[Image boundary labeling items]
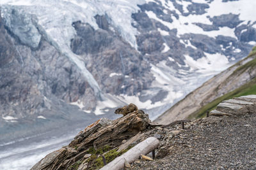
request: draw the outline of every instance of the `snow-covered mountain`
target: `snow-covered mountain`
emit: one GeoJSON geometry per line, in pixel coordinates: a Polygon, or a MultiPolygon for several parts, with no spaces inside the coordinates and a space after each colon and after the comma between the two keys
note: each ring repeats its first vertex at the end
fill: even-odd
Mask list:
{"type": "Polygon", "coordinates": [[[254,0],[0,4],[2,145],[129,103],[154,119],[256,44],[254,0]]]}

Your goal -> Return every line of the listing above unchanged, leaving out the pictures.

Written response ->
request: draw the outline of every instance of the `snow-covered mountain`
target: `snow-covered mountain`
emit: one GeoJSON geometry per line, in pixel coordinates: a Polygon, or a MultiPolygon for several parts, with no spaces inside the coordinates and a space after each colon and after the comma between the two keys
note: each ring repeats its first vertex at the end
fill: even-odd
Mask list:
{"type": "Polygon", "coordinates": [[[254,0],[0,4],[2,145],[129,103],[154,119],[256,44],[254,0]]]}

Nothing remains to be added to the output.